====== GIVEN ENTRIES
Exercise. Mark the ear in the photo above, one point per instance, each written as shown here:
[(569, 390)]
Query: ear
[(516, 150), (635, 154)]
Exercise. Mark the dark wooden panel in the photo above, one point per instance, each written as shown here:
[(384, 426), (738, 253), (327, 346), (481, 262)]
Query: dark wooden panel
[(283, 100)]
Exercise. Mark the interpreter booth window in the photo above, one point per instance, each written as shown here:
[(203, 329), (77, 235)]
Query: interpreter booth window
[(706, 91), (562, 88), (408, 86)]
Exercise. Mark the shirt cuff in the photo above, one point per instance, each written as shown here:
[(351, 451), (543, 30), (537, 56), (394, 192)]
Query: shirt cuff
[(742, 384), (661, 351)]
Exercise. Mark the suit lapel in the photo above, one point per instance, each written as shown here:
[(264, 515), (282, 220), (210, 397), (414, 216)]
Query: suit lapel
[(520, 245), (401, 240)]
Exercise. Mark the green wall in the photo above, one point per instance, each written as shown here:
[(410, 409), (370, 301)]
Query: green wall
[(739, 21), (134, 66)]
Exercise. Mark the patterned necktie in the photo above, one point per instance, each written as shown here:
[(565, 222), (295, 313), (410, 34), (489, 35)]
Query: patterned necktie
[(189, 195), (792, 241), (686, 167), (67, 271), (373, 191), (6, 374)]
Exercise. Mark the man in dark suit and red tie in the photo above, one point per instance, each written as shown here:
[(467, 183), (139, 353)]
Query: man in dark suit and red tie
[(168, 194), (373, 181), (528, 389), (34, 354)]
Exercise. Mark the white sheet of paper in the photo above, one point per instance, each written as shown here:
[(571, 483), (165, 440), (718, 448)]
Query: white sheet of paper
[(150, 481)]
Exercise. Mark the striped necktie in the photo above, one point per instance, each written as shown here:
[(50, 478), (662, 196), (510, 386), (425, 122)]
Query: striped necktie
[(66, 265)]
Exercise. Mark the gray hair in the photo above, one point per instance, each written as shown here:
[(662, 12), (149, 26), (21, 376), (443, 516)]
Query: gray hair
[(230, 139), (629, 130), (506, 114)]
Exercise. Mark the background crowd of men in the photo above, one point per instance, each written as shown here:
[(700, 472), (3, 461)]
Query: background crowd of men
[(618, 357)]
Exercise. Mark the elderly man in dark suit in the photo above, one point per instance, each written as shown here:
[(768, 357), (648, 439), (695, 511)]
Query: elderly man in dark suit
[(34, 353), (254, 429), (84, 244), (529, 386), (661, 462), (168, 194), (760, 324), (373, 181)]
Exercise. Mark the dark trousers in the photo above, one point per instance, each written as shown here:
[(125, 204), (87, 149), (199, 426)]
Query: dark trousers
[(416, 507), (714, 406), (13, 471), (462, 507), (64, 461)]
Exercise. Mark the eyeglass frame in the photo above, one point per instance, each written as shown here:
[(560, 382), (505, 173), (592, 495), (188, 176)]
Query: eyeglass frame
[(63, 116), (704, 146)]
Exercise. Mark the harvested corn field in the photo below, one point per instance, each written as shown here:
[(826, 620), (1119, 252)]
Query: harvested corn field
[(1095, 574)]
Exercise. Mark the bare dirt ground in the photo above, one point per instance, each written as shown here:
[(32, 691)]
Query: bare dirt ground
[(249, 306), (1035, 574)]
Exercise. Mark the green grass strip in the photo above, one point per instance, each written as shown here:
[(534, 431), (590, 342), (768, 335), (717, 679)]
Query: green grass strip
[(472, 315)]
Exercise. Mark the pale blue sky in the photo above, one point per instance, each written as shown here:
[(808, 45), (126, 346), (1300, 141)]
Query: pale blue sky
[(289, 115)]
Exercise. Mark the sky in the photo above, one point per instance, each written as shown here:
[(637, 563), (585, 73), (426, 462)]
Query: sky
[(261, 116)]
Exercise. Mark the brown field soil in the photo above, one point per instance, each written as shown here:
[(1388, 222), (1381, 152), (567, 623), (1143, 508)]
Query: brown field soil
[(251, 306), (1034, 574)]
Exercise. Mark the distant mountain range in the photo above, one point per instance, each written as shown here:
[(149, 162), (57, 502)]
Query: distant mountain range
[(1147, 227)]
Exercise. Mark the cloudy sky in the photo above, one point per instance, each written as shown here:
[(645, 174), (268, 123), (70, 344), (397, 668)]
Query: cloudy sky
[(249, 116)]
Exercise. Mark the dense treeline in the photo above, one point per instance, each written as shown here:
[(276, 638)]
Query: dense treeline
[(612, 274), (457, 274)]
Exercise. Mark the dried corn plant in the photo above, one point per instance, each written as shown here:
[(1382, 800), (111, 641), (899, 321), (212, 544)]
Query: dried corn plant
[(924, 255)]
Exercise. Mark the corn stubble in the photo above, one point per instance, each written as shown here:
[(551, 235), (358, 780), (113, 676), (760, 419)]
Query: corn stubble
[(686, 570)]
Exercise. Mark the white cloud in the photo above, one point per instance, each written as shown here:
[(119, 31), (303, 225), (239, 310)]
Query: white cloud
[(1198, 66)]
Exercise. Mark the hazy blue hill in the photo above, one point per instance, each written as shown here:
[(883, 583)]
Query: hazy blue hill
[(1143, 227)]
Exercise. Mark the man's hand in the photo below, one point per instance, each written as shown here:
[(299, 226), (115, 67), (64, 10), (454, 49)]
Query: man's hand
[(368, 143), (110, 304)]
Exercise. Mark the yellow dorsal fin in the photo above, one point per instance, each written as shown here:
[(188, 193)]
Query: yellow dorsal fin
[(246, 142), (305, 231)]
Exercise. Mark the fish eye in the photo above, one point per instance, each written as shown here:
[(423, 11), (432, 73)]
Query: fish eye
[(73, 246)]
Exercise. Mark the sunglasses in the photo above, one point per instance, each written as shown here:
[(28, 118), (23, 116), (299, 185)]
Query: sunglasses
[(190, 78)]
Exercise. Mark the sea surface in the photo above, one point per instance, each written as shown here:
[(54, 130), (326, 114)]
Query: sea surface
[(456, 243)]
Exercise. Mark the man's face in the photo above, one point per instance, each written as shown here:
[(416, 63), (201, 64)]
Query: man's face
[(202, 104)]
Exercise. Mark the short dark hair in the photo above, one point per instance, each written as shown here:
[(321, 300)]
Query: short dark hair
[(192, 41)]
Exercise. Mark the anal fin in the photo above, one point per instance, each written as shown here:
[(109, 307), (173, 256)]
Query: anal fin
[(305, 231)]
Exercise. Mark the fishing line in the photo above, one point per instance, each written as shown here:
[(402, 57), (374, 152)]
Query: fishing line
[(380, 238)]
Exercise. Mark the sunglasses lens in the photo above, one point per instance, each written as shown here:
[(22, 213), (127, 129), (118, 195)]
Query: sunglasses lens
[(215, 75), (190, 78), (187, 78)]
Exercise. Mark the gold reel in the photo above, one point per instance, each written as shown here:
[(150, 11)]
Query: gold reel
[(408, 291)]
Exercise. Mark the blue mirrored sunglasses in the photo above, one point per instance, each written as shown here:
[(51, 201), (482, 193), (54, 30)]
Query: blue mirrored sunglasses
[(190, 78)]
============
GOAL OF THE EXERCISE: Please repeat every row above word for word, reproducing each line unchanged.

OUTPUT FOR THIS TASK:
Exercise. Mark the ear in the photo above, one point per instance, each written as shown here:
[(569, 390)]
Query: ear
[(516, 150), (635, 154)]
Exercise. Mark the dark wooden panel in the photo above, one point per instance, each written as shown here:
[(384, 426), (738, 253), (327, 346), (481, 262)]
Query: dark wooden panel
[(283, 100)]
Exercise. Mark the interpreter booth window in the photo above, one point per instance, each written as shown here:
[(203, 329), (77, 235)]
Query: interpreter booth window
[(706, 91), (562, 88), (408, 86)]
Exercise. Mark the shirt cuff in the photo above, one point per instance, each written as shown here:
[(351, 451), (543, 30), (537, 56), (394, 192)]
Query: shirt cuff
[(742, 384), (661, 351)]
Exercise. Mark the suit lapel in the photo above, one point per instance, each written as shown here:
[(264, 515), (282, 220), (210, 397), (414, 216)]
Query: suit lapel
[(520, 245), (401, 240)]
Exercise. Mark the green wall in the photo above, one point per instance, each written as shown here:
[(410, 409), (370, 301)]
Query: green wall
[(739, 21), (134, 66)]
Exercise. Mark the patterned necktie in the photo above, one point per instance, each written as shown here:
[(565, 222), (295, 313), (410, 34), (489, 35)]
Query: patterned necktie
[(189, 195), (792, 241), (686, 167), (67, 271), (373, 191), (6, 374)]
Exercise. Mark the man in dark suit and red tie in the photo above, one point per instance, each written as shown here:
[(467, 183), (139, 353)]
Query: man in dark suit and red tie
[(168, 194), (373, 181), (528, 389), (34, 354)]
Exercise. Mark the white sheet of paper in the photo above, one point per instance, each written as shown here:
[(571, 483), (165, 440), (718, 448)]
Query: white sheet of paper
[(150, 481)]
Exercise. Mark the striped necktie in the photo above, one point per instance, each written as shown here:
[(50, 478), (662, 196), (510, 386), (425, 122)]
Query: striped necktie
[(66, 265)]
Exercise. Mark the gray hair in the photo above, one point per instance, each written as shown here:
[(662, 12), (149, 26), (21, 376), (443, 516)]
Query: gray hair
[(230, 139), (629, 130), (506, 114)]
Exercise. Mark the background crowd of men in the photo above, one point per instance, each written as shown here:
[(700, 472), (3, 461)]
Query: background crowd of men
[(618, 357)]
Exercise. Mark the elderly man in dark suit in the photo above, one point per instance, each written as shown here:
[(768, 357), (648, 439), (695, 511)]
Query: elderly man in dark suit
[(34, 353), (254, 429), (84, 244), (529, 386), (661, 462), (168, 194), (760, 324), (373, 181)]
Exercise. Mark the dark trousers in the photo above, one point per instance, each written as shown here:
[(125, 204), (87, 149), (199, 426)]
Query: dark trousers
[(416, 507), (714, 406), (13, 471), (462, 507), (64, 461)]
Exercise. Mark the eyeglass frame in the photo above, one point per instance, each written as shown here:
[(560, 382), (505, 173), (592, 495), (188, 176)]
Query: eyeglass frame
[(63, 116), (704, 146)]
Exercise. Mark the harvested corn field in the photo below, one point per instance, each written as shown here:
[(826, 620), (1119, 252)]
Query: harvested corn field
[(1095, 574)]
Exercise. Mark the bare dirt ground in the photo above, one point per instance, each written as shown here:
[(32, 691)]
Query: bare dirt ground
[(249, 306), (1035, 574)]
Exercise. Mark the green grass strip in the photo above, one point per instance, each written as shown here:
[(534, 431), (590, 342), (768, 335), (717, 679)]
Query: green grass strip
[(472, 315)]
Exercise. Mark the pale blue sky in the photo above, one point per instance, each written as shown here:
[(808, 45), (126, 346), (1300, 141)]
Query: pale blue sky
[(289, 115)]
Exercise. Mark the sky in the photo above, one point per instance, each written as shown here:
[(637, 563), (585, 73), (426, 462)]
Query: sky
[(261, 116)]
Exercise. Mark the brown field soil in the photo above, one point per instance, each written as shown here:
[(1388, 222), (1381, 152), (567, 623), (1143, 508)]
Query: brown field soil
[(251, 306), (1034, 574)]
Exercise. Mark the distant mountain range in the photo above, one point per instance, each written as shown here:
[(149, 162), (57, 502)]
Query: distant mountain range
[(1147, 227)]
Exercise. Mark the cloudy sky in the photo above, one point per instance, each written as shown here:
[(645, 174), (268, 123), (70, 344), (397, 668)]
Query: cloudy sky
[(249, 116)]
Exercise. Mark the dense treeline in the photo above, one point per instance, each written as shown here:
[(276, 638)]
Query: dense treeline
[(612, 274), (457, 274)]
Exercise. Mark the dried corn plant in the photo above, one point per instance, each written as shown here:
[(1382, 800), (111, 641), (899, 321), (212, 544)]
Query: dried corn plant
[(924, 255)]
Exercise. Mark the corn stubble in the photo above, one point per instance, each written as shown here:
[(551, 235), (358, 780), (113, 676), (760, 419)]
Query: corn stubble
[(686, 570)]
Exercise. Mark the white cloud in the photo above, one point per instance, each written as shown here:
[(119, 31), (303, 225), (239, 310)]
Query: white cloud
[(1198, 66)]
Exercise. Mark the hazy blue hill in the photo above, one point per instance, each written as shown here:
[(883, 583)]
Query: hazy blue hill
[(1143, 227)]
Exercise. Mark the man's hand in the photo below, one point per instance, each written as shown here:
[(299, 226), (115, 67), (64, 10), (454, 49)]
Query: man's hand
[(368, 143), (110, 304)]
Exercise. Mark the yellow dorsal fin in the photo above, one point per instance, each written as shown here:
[(188, 193)]
Query: yellow dorsal fin
[(246, 142), (305, 231)]
Exercise. Mark the fish eye in the photo above, one point per instance, each written as shown here:
[(423, 11), (432, 73)]
Query: fish eye
[(73, 246)]
Exercise. Mark the sunglasses in the photo above, one point per instance, each written as shown here:
[(28, 118), (23, 116), (299, 185)]
Query: sunglasses
[(190, 78)]
Exercise. Mark the sea surface in the photo above, one point per instance, each written as shown here:
[(54, 130), (326, 114)]
Query: sea surface
[(456, 243)]
Exercise. Mark the man's face in the photo above, one point per instance, each written as shown here:
[(416, 63), (201, 64)]
Query: man's face
[(202, 104)]
Exercise. Mark the short dark hair in the photo above, one point per instance, each written as shown here:
[(321, 300)]
Query: short dark hair
[(192, 41)]
Exercise. Mark the anal fin in the photo above, one point per instance, each written as shown here:
[(109, 307), (173, 256)]
Query: anal fin
[(305, 231)]
Exercise. Mark the fishing line in the photo above, one point per instance, each written as shown here:
[(402, 57), (374, 152)]
Query: fishing line
[(380, 238)]
Exercise. Mark the sunglasses lens in the photo above, one point per instance, each written as shown here:
[(22, 213), (127, 129), (118, 195)]
Query: sunglasses lens
[(215, 75), (190, 78), (187, 78)]
Exercise. Mark the gold reel in the photo above, one point per instance, each written as shown here:
[(150, 11)]
Query: gold reel
[(408, 291)]
Exercise. Mark the blue mirrored sunglasses in the photo above, one point per instance, each written as shown here:
[(51, 201), (482, 193), (54, 30)]
Query: blue mirrored sunglasses
[(190, 78)]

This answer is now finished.